▶ [Data rows]
==============================

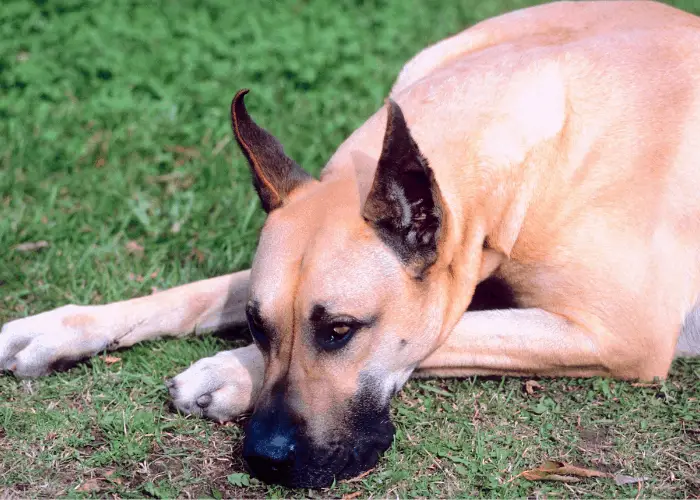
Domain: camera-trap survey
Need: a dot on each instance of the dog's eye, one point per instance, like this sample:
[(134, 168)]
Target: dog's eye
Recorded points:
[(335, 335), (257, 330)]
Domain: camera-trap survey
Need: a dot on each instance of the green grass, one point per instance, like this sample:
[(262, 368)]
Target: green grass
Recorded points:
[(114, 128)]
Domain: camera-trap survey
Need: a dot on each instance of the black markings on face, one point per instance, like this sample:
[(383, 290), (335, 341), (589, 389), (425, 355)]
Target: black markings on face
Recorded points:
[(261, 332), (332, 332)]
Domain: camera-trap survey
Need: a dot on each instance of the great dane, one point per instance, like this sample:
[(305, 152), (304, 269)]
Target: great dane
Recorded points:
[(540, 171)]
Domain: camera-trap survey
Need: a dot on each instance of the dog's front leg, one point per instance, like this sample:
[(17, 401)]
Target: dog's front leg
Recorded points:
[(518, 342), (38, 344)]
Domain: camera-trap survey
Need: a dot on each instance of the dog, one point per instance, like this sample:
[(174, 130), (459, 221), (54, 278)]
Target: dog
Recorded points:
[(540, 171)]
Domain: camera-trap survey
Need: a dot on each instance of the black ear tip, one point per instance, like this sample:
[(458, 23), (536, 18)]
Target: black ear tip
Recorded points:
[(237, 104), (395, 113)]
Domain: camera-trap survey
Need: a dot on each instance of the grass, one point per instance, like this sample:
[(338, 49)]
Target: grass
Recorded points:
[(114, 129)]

==============================

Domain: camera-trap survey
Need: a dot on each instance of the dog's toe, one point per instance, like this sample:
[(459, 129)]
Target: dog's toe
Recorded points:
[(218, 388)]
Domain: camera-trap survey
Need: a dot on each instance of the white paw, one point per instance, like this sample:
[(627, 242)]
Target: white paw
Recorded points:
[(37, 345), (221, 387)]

==============================

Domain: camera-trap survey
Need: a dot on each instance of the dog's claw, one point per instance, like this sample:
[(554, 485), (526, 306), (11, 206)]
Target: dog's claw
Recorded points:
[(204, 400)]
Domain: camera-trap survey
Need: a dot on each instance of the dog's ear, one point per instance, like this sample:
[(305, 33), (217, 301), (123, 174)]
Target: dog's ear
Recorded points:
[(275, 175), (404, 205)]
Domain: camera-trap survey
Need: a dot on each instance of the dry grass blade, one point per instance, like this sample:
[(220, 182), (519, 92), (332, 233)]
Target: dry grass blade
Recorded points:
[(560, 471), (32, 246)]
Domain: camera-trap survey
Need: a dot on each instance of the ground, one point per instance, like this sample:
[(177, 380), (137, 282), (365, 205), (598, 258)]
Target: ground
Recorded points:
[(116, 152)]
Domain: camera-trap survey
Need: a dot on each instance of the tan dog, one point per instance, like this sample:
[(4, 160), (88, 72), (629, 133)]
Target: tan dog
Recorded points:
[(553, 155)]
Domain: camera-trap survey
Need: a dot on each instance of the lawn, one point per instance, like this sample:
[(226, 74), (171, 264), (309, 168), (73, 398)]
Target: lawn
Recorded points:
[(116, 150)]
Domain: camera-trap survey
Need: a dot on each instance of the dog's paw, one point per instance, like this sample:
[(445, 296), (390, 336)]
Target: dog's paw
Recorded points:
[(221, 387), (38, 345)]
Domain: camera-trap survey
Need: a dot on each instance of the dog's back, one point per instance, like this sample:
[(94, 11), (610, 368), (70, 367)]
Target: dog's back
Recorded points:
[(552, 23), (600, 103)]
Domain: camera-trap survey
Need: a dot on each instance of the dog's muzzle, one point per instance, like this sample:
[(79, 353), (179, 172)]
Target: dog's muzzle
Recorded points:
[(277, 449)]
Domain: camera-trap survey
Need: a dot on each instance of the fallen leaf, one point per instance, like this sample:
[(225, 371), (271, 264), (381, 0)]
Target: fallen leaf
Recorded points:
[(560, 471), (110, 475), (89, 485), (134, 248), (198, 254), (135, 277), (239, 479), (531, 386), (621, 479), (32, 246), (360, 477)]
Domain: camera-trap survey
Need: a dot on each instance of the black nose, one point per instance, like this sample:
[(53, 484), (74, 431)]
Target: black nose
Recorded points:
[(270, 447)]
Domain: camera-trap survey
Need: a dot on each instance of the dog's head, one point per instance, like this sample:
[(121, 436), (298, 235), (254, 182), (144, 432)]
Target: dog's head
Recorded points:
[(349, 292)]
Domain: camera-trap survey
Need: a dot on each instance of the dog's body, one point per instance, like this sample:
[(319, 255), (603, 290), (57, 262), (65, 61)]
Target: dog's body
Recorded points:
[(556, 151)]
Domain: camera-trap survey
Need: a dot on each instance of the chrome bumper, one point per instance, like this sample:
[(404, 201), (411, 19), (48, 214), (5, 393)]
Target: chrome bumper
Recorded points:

==============================

Pull out every line of the items above that contains the string "fallen". Letter case matters.

Need: a dot on each instance of the fallen leaf, one point per instance, like this sample:
Target: fallen leaf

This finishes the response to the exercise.